Action item:
Please copy, word for word, the stretch of the Everglades detention center article below from "Asked about the" through "CBS News Miami.".

BEGIN Given text

Florida environmental groups said Wednesday that the expected closure of an immigration detention center in the middle of the Everglades, likely within the next month or two, is no accident in its timing. The closure coincides with the return of a legal challenge over the facility to the same federal judge who ordered it shut down last year.
A federal appellate court decided last month to keep the detention center operating, blocking the lower court’s order. But the case was sent back to U.S. District Judge Kathleen Williams in Miami, who now regains jurisdiction over the lawsuit as litigation over the facility’s fate continues.
“Knowing that the same district judge who previously enjoined the operation would soon reassume oversight — the defendants are now effectively waving the white flag,” said Paul Schwiep, an attorney for the environmental groups that sued, arguing the facility’s construction had not undergone a required environmental review.
The state-run facility, nicknamed “Alligator Alcatraz,” was opened last July by the administration of Florida Gov. Ron DeSantis, a Republican, to support the immigration crackdown by the administration of President Donald Trump. Trump visited the center last summer. The remote airstrip site sits within the Everglades ecosystem and has drawn sharp criticism over both its environmental footprint and the conditions reported inside.
An attorney for two detainees has accused guards of severely beating and pepper-spraying detainees. Other detainees have reported worms in the food, toilets that do not flush, and pervasive mosquitoes and insects.
“This monument to cruelty, waste and environmental and tribal lands abuse should have never been built,” U.S. Rep. Debbie Wasserman Schultz, a Democrat from Florida, said Tuesday.
Friends of the Everglades and the Center for Biological Diversity sued state and federal officials shortly after the facility opened, claiming the site was not given the environmental impact review required under federal law before being converted into an immigration detention center. Judge Williams agreed in August and ordered the facility to wind down operations within two months. The appellate court blocked that ruling, finding the state-run facility was not under federal control and therefore not required to comply with federal environmental review law.
But Schwiep said the appellate court made clear that once Florida received federal reimbursement for the facility, it would have to comply with the federal environmental law.
DeSantis said Tuesday that the state expected to be reimbursed by the federal government for $608 million, an amount already approved by FEMA.
“There’s no negotiations on that,” DeSantis said Tuesday. On Wednesday, at a news conference in Titusville, he said he had not received “official word” that federal authorities would stop sending detainees.
“We didn’t build any permanent facilities down there because we knew it was going to be temporary,” DeSantis said at the news conference.
Asked about the future of the facility on Wednesday, the governor’s press secretary referred questions to the Florida Department of Emergency Management, which operates the center. The agency did not respond to an emailed inquiry. Vendors who supply and help run the facility have been told the closure could occur as soon as next month, according to reports by The New York Times and CBS News Miami.

END Given text
BEGIN Information

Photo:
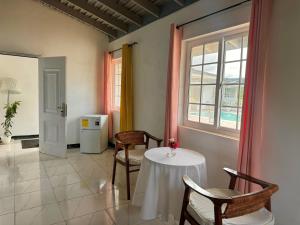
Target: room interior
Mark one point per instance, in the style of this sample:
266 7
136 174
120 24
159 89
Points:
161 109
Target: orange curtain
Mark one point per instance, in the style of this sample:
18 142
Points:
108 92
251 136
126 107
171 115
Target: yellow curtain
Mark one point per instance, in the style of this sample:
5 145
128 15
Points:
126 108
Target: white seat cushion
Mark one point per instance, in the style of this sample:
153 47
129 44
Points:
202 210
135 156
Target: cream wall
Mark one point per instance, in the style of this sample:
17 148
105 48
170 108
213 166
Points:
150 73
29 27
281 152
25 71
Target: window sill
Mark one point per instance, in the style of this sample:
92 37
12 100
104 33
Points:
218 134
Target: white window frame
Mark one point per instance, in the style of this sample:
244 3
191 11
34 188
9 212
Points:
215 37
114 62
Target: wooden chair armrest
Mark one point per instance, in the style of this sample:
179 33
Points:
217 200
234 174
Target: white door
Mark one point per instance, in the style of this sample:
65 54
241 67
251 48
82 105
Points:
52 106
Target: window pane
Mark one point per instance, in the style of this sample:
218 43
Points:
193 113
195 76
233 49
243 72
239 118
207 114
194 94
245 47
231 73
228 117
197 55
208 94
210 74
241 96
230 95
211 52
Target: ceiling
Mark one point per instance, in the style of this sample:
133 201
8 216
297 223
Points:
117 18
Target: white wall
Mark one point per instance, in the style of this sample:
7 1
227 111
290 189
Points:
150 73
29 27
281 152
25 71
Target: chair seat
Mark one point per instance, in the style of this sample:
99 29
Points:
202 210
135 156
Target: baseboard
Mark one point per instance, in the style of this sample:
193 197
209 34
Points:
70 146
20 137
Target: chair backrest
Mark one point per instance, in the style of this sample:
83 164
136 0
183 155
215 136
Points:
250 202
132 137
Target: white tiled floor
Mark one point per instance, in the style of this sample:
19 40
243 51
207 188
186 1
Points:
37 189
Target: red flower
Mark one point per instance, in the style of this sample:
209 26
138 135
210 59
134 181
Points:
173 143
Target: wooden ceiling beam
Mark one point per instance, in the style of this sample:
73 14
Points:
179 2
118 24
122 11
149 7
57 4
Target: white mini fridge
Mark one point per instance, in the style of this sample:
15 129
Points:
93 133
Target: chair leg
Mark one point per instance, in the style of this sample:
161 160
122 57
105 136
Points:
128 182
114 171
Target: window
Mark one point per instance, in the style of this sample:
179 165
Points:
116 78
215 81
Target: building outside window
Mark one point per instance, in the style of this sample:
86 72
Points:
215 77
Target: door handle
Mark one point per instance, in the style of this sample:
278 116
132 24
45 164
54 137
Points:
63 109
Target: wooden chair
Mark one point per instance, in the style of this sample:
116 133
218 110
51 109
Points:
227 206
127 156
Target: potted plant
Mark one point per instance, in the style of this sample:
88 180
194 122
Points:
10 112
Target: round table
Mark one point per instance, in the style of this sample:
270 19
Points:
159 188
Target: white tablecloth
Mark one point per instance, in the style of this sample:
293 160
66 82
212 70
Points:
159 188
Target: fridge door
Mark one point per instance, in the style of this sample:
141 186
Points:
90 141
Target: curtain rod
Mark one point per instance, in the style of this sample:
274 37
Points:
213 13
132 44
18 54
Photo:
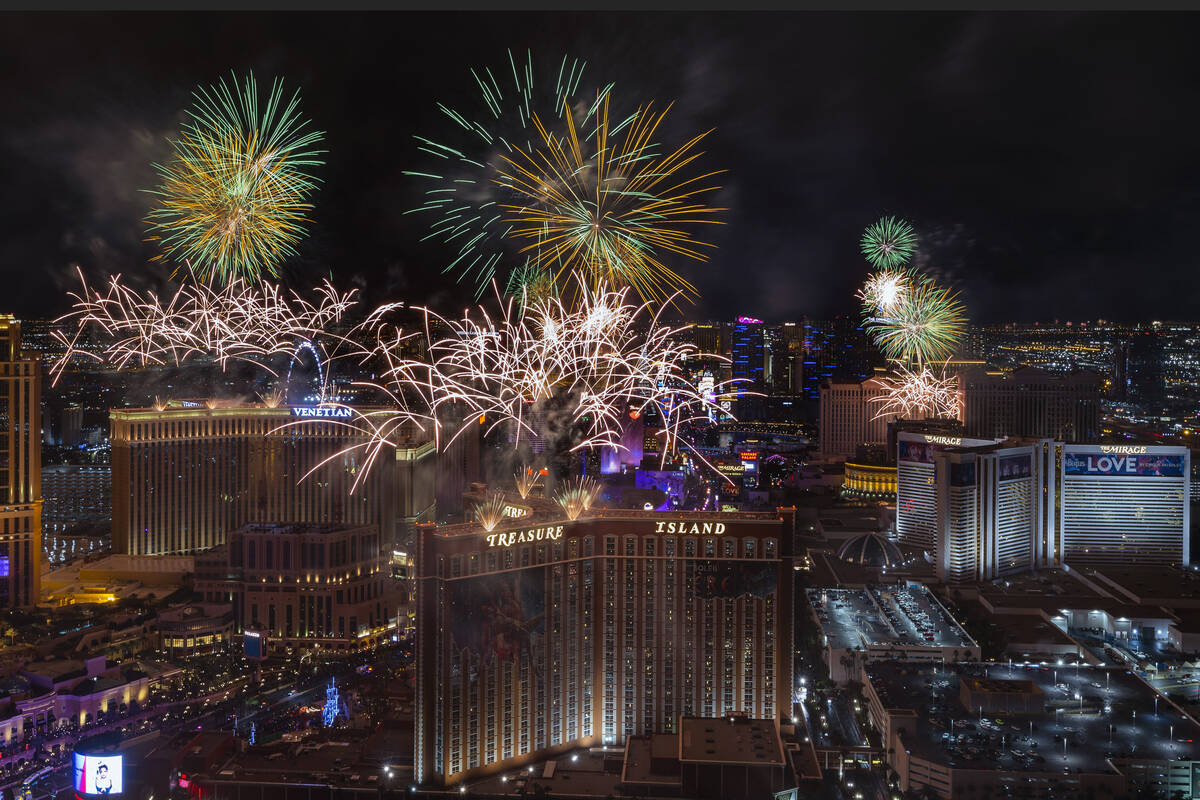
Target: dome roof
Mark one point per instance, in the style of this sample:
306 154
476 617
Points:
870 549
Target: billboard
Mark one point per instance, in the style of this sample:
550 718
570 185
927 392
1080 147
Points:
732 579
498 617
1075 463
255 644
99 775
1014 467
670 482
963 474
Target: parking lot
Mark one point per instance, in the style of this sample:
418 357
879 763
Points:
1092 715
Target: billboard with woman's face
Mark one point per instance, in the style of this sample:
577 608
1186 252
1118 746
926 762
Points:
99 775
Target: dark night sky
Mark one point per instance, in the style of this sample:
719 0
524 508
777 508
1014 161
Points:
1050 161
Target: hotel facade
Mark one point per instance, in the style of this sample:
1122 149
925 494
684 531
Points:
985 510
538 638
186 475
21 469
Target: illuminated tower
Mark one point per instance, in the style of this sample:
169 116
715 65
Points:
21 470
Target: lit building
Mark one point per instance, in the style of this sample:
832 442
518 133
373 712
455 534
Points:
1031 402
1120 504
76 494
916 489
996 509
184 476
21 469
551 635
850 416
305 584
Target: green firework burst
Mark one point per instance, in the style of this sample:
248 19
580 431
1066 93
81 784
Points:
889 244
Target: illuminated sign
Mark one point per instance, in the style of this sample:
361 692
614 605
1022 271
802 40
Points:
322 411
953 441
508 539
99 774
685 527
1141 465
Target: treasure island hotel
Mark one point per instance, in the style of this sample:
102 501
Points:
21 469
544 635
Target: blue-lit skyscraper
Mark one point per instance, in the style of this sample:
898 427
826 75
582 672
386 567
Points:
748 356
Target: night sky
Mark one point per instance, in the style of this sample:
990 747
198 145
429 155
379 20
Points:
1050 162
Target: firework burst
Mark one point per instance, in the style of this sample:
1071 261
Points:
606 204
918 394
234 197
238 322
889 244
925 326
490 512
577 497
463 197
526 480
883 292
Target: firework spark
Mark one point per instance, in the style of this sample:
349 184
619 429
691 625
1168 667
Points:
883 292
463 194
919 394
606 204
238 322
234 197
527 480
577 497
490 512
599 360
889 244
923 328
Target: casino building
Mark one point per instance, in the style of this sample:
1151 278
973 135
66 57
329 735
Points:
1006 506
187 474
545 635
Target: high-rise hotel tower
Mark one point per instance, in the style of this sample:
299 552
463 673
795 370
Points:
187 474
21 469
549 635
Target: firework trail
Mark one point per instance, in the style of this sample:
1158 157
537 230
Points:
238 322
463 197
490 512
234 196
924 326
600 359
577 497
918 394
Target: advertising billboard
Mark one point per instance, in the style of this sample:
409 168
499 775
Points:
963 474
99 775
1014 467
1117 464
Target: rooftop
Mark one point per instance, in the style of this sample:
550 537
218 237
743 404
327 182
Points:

END Information

Task answer:
Asked about the future of the facility on Wednesday, the governor’s press secretary referred questions to the Florida Department of Emergency Management, which operates the center. The agency did not respond to an emailed inquiry. Vendors who supply and help run the facility have been told the closure could occur as soon as next month, according to reports by The New York Times and CBS News Miami.